Point-based annotation rows
= = =
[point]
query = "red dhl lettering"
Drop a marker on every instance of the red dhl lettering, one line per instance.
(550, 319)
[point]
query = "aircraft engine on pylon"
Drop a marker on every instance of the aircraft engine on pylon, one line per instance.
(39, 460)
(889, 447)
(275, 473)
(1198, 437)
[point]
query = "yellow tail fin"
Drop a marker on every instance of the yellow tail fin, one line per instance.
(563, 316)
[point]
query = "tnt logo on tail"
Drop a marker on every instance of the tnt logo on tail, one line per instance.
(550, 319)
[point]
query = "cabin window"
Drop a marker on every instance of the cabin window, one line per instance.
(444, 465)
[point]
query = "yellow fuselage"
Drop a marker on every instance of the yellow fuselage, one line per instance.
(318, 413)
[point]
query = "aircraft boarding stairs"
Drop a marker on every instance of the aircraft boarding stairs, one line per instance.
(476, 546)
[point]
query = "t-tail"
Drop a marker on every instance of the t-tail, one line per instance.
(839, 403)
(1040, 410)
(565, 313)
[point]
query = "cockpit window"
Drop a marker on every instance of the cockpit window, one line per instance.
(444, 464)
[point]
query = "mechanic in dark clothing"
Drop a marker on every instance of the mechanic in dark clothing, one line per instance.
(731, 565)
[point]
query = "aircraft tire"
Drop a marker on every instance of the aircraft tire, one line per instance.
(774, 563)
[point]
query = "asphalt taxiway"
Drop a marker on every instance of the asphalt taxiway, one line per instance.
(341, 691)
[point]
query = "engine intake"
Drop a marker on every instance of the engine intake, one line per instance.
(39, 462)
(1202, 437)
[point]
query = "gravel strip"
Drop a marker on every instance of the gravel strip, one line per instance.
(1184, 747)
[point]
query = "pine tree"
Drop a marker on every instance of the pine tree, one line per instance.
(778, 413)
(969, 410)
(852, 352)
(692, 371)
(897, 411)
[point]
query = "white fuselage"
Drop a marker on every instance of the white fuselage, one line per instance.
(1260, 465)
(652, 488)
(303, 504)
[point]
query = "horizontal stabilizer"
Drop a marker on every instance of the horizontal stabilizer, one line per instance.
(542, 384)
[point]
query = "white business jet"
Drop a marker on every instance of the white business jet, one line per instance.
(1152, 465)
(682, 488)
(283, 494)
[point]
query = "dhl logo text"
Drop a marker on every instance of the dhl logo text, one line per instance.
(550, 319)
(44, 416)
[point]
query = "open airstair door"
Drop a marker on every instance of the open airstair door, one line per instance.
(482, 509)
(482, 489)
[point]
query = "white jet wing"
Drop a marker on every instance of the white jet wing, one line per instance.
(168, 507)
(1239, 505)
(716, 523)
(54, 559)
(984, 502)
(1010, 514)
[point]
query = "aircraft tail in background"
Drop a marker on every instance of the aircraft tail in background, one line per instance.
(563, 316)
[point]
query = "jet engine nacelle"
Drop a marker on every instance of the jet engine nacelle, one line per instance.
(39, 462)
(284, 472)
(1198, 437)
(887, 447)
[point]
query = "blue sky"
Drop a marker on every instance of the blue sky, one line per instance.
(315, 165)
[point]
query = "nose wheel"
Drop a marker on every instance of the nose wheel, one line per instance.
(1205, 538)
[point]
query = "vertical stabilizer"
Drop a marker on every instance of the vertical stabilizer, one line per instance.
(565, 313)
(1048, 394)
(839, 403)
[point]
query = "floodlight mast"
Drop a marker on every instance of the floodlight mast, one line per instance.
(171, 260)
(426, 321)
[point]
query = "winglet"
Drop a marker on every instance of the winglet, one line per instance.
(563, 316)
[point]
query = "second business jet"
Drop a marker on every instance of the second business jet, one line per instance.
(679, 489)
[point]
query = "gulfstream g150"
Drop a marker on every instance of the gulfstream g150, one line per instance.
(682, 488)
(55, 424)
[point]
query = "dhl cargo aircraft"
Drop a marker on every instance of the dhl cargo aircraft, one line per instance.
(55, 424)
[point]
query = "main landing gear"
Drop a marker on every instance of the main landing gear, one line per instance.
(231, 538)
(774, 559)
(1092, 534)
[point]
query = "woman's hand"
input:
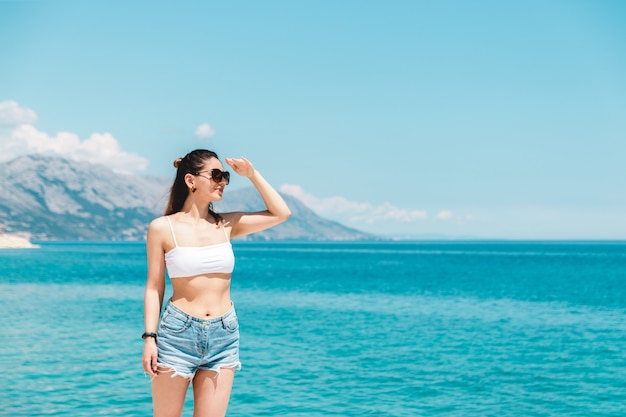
= = =
Required task: Rewrite the rows from the beginning through the line containing "(1202, 437)", inclusive, replacing "marker" with "pin" and keeping everything else the same.

The response:
[point]
query = "red dhl lettering"
Drop a pin on every instance of the red dhl lettering, one line per instance.
(550, 319)
[point]
query = "aircraft engine on pylon"
Drop a pin on every instance of the aircraft engine on pylon, one line per instance.
(39, 460)
(889, 447)
(275, 473)
(1198, 437)
[point]
query = "yellow tail fin"
Drop a pin on every instance of the yellow tail fin, one line per instance.
(563, 316)
[point]
query = "tnt logo on tail"
Drop a pin on every instance of the tnt logo on tail, one line per instance.
(550, 319)
[point]
query = "cabin window"
Drop a pin on every instance of the cabin window, one line per instance.
(444, 465)
[point]
query = "yellow fuselage"
Drop a pin on every instance of the yellow fuselage, one line per instance.
(318, 413)
[point]
query = "aircraft boarding stairs"
Drop a pin on every instance of the aircraft boarding stairs, one line per instance.
(476, 546)
[point]
query = "t-tail"
Drop a pin on every instance of the t-tail, one line per instance.
(839, 403)
(1040, 410)
(565, 313)
[point]
query = "cockpit window"
Drop a pin on every instance of the cockpit window, one line per instance.
(444, 464)
[point]
query = "mechanic in dark clothing"
Drop a pin on every instance of the mechanic in dark clothing, one line per instance.
(731, 565)
[point]
query = "aircraft tire"
Drop a pin on every instance of the aircraft tire, one line per instance.
(774, 563)
[point]
query = "asphalt taxiway"
Drop a pin on every instance of the asphalt taxiway, one line per instance.
(341, 691)
[point]
query = "engine intake"
Drop a pin on every instance of the engine intake, one line per instance.
(39, 462)
(1202, 437)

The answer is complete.